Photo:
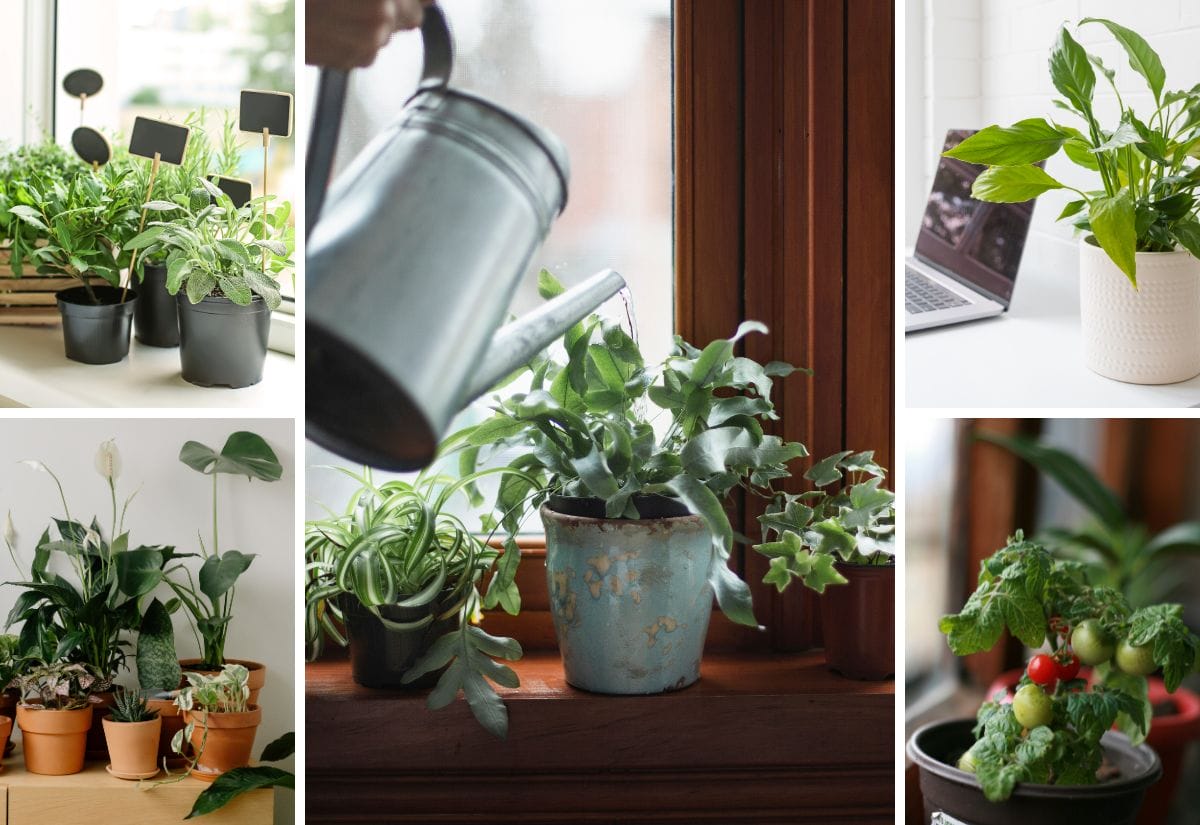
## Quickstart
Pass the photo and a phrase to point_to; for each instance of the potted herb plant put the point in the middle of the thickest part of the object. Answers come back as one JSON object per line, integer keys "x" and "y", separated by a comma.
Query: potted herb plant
{"x": 1122, "y": 553}
{"x": 400, "y": 573}
{"x": 132, "y": 733}
{"x": 54, "y": 716}
{"x": 221, "y": 721}
{"x": 1049, "y": 754}
{"x": 839, "y": 536}
{"x": 79, "y": 218}
{"x": 1139, "y": 269}
{"x": 223, "y": 263}
{"x": 156, "y": 315}
{"x": 637, "y": 539}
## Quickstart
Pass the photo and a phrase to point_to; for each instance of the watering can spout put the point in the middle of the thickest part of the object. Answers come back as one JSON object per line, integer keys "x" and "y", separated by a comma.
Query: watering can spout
{"x": 520, "y": 341}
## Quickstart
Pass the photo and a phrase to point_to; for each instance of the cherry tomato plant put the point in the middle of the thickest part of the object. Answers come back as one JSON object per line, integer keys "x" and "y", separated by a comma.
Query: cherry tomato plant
{"x": 1050, "y": 732}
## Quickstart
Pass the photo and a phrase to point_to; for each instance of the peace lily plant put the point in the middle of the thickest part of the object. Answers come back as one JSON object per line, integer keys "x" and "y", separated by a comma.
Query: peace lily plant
{"x": 1140, "y": 223}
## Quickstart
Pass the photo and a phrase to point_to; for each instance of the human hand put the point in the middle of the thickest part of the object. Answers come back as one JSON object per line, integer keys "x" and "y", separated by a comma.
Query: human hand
{"x": 348, "y": 34}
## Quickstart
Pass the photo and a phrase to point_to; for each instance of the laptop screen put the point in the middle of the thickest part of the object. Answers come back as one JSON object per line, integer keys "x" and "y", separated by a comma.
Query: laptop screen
{"x": 981, "y": 244}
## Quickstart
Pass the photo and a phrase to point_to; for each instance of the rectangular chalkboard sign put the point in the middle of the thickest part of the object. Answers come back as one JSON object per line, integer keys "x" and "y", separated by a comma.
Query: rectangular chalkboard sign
{"x": 156, "y": 137}
{"x": 269, "y": 110}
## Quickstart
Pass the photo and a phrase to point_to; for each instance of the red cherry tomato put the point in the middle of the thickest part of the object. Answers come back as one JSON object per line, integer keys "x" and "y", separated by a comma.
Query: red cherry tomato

_ _ _ _ _

Task prompt: From the beginning of the listing above through the line containing "of the potted", write the lines out again with "thickest" swapped for "widest" and nothing else changed. Leave out the picture.

Result for this task:
Photo:
## Quickstart
Pass the photo and a phrase to point_to; for each instance of the potted herb plant put the point in the middle of the widest part of the object. Answers come back as one JSON object per line, integer keys "x" and "y", separated by a comma.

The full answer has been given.